§ À COMPLÉTER:
a: Recopiez le passage de l'extrait sur la surmédicalisation qui commence par « Les causes sont » et se poursuit jusqu'à « de la population! ».
b: Réécrivez sous forme de liste le paragraphe de l'extrait sur la surmédicalisation qui commence par « En 2010, un groupe de travail », en conservant ses faits principaux.
c: Poursuivez l'extrait sur la surmédicalisation à partir de sa dernière phrase.

§ EXTRAIT FOURNI:

---*---

Pour identifier une problématique, encore faut-il la documenter. Existe-t-il suffisamment de recherches?
En 2010, un groupe de travail de la revue JAMA Internal Medicine (anciennement intitulée Archives of Internal Medicine, ndlr) a publié une série d’articles sur la surmédicalisation. Puis plusieurs associations médicales et l’organisation des consommateurs américaines Consumer Reports ont lancé la plate-forme Choosing Wisely, dont le but est d’identifier les dépistages et les prescriptions les plus souvent pratiqués mais inutiles (choosingwisely.org). S’inspirant de la démarche, la Société suisse de médecine interne générale (SSMI) en a listé une dizaine. D’ici fin janvier, elle sélectionnera cinq domaines de surmédicalisation sur lesquels données et études internationales sont scientifiquement inattaquables. Au printemps, la SSMI entamera un travail de sensibilisation auprès des médecins, puis de la population.
La propagation de maladies telles que le cholestérol, le diabète ou l’hypertension n’est-elle pas aussi poussée par l’industrie pharmaceutique?
Les causes sont multiples, et les études ont permis de mieux définir qui bénéficie des traitements. Mais on ne peut nier que la pression des industries pharmaceutiques et des appareils de diagnostic joue un rôle, par exemple sur l’élargissement des critères pour définir un problème de santé nécessitant une intervention. Il y a peu, l’American College of Cardiology a édicté de nouveaux critères de risques concernant les patients avec un taux trop élevé de cholestérol, émettant des recommandations pour le traitement par des statines. Avec ces lignes directrices, le nombre de personnes concernées pourrait doubler aux Etats-Unis, cela équivaut à un marché de 30% de la population!

---*---

§ DONNÉES À EXAMINER:
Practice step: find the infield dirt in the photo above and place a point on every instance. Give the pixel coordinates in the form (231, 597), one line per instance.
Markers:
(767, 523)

---*---

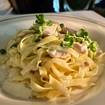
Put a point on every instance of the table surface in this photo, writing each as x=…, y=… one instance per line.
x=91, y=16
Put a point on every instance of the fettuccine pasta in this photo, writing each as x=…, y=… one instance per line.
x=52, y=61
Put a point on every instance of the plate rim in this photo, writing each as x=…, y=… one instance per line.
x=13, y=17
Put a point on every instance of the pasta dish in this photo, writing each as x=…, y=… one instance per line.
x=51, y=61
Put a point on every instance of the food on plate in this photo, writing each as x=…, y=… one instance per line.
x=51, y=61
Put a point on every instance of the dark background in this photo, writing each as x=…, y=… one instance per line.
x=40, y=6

---*---

§ LISTE DES RÉPONSES:
a:
Les causes sont multiples, et les études ont permis de mieux définir qui bénéficie des traitements. Mais on ne peut nier que la pression des industries pharmaceutiques et des appareils de diagnostic joue un rôle, par exemple sur l’élargissement des critères pour définir un problème de santé nécessitant une intervention. Il y a peu, l’American College of Cardiology a édicté de nouveaux critères de risques concernant les patients avec un taux trop élevé de cholestérol, émettant des recommandations pour le traitement par des statines. Avec ces lignes directrices, le nombre de personnes concernées pourrait doubler aux Etats-Unis, cela équivaut à un marché de 30% de la population!

b:
- 2010 : un groupe de travail de la revue JAMA Internal Medicine (anciennement Archives of Internal Medicine) publie une série d'articles sur la surmédicalisation.
- Ensuite : plusieurs associations médicales et l'organisation de consommateurs Consumer Reports lancent la plate-forme Choosing Wisely. Elle vise à identifier les dépistages et prescriptions fréquents mais inutiles.
- La Société suisse de médecine interne générale (SSMI), inspirée par cette démarche, en a listé une dizaine.
- D'ici fin janvier : la SSMI sélectionnera cinq domaines de surmédicalisation. Les données et études internationales sur ces domaines sont scientifiquement inattaquables.
- Au printemps : la SSMI lancera une sensibilisation auprès des médecins, puis de la population.

c:
Autre exemple: les maladies thyroïdiennes. En Suisse, quelque 500 000 personnes prendraient un traitement hormonal, et cela parfois durant plusieurs décennies. En Angleterre, c’est le troisième médicament le plus vendu. Or, selon une étude, les pratiques diffèrent considérablement d’un pays à l’autre: la majorité des médecins allemands prescrivent de la thyroxine pour des dysfonctions légères, environ un tiers des médecins en Suisse et presque aucun en Hollande…
Comment expliquez-vous une telle différence d’appréciation pour les problèmes de thyroïde?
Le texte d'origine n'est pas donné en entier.